[WRITTEN TASK]: Starting at the line that has "rusty pipe and report a box per instance." and ending after the line that has "[7,8,31,31]", repeat these lines with "grass tuft" replaced by "clump of grass" and all else unchanged.

[Bounding-box records]:

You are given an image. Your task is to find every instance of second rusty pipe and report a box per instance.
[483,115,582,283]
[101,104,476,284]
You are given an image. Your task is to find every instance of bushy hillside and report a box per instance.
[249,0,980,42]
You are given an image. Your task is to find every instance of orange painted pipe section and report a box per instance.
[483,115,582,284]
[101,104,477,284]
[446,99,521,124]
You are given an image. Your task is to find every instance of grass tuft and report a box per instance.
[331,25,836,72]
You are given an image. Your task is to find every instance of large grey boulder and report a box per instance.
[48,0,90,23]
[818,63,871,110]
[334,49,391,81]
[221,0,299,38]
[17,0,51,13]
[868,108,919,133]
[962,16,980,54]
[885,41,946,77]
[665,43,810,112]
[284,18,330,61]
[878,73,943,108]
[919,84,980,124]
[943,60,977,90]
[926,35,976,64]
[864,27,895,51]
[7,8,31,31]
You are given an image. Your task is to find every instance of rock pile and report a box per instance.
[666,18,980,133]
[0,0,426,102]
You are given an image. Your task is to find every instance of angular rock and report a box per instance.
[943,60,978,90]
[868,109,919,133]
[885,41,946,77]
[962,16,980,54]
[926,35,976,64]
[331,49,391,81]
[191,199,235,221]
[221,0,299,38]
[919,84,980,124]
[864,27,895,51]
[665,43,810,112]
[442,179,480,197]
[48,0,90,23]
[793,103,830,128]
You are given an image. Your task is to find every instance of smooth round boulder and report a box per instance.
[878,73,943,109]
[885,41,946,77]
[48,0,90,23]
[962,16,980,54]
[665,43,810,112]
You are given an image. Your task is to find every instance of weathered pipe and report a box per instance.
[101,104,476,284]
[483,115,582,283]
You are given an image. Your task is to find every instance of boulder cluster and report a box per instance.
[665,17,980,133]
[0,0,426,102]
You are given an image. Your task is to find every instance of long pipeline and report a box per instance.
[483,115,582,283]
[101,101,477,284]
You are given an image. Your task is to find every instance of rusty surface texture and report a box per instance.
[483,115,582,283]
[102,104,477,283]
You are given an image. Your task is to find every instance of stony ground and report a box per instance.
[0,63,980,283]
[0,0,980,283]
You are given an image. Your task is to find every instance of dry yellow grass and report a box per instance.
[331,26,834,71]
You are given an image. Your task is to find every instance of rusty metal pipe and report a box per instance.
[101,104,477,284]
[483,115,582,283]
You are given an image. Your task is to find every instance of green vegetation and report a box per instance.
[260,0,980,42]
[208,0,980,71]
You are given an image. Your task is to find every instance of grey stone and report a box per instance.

---

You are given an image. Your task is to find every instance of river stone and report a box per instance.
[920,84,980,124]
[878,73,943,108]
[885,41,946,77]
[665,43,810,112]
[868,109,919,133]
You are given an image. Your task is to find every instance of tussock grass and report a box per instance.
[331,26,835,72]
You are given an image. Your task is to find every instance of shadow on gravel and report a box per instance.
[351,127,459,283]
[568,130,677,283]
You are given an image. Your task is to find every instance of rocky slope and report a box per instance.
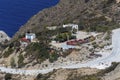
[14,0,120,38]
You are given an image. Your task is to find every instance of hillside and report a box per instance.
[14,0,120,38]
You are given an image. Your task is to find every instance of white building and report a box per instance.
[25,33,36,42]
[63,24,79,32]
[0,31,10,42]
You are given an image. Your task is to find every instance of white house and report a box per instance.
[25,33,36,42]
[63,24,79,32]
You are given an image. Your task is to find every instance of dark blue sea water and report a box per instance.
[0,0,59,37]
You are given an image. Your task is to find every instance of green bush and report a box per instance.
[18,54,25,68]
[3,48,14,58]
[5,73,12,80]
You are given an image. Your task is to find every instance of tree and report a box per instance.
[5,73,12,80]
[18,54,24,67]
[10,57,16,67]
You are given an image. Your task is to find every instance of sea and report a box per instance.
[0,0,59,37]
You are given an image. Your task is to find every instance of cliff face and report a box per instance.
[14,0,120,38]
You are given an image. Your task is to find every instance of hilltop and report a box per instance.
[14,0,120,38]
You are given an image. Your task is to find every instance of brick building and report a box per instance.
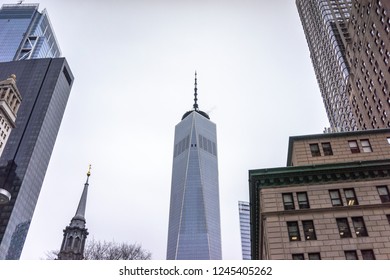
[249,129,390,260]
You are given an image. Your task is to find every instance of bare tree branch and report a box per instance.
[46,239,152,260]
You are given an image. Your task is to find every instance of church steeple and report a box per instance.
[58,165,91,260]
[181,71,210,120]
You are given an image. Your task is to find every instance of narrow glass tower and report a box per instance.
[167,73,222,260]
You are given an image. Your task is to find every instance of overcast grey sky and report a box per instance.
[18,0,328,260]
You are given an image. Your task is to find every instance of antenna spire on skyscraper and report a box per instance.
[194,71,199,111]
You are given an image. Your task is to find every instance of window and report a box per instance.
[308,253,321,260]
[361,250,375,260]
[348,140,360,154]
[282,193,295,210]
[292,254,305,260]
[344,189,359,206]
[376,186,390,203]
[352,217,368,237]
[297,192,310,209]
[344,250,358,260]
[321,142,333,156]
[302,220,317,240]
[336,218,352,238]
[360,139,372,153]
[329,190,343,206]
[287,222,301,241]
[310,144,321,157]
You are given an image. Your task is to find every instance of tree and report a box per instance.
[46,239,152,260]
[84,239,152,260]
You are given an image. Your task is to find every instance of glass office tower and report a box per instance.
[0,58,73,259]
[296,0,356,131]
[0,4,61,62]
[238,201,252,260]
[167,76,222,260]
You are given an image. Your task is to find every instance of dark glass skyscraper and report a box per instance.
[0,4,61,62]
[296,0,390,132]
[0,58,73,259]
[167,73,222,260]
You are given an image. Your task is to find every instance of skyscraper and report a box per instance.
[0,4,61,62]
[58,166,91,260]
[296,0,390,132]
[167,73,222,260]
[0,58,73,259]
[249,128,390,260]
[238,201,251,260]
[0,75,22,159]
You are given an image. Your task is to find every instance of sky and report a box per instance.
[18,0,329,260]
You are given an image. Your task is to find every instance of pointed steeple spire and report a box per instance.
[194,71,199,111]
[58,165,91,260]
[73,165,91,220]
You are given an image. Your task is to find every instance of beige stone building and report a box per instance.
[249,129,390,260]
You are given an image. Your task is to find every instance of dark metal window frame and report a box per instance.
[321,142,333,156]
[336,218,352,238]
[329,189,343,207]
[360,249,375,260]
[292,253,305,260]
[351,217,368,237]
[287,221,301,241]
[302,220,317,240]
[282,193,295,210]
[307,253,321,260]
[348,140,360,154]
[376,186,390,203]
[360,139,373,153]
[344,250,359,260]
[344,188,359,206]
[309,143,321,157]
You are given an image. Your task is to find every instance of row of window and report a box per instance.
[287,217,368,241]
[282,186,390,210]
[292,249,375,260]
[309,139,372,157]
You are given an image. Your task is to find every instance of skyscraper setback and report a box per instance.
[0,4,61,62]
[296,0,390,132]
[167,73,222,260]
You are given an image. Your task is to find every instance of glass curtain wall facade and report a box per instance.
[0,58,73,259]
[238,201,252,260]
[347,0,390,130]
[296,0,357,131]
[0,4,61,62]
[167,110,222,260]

[EXERCISE SOLUTION]:
You are given an image. Your task is to find every instance of second rusty pipe and report a box per instance.
[483,115,582,283]
[101,104,476,284]
You are given an image. Your task is to find every instance of bushy hillside and report a box per instance.
[249,0,980,42]
You are given an image. Your task is to find every instance of orange painted pipe section and report a box per instance.
[483,115,582,284]
[101,104,477,284]
[446,99,521,124]
You are given an image. Your task is to find every instance of clump of grass and report a box per instance.
[331,25,836,72]
You are given an image. Your task is to find every instance of large grey boulder and report a box per instance.
[48,0,90,23]
[818,63,871,110]
[334,49,391,81]
[221,0,299,38]
[17,0,51,13]
[868,108,919,133]
[962,16,980,54]
[885,41,946,77]
[665,43,810,112]
[284,18,330,61]
[878,73,943,108]
[919,84,980,124]
[943,60,977,90]
[926,35,976,64]
[864,27,895,51]
[7,8,31,31]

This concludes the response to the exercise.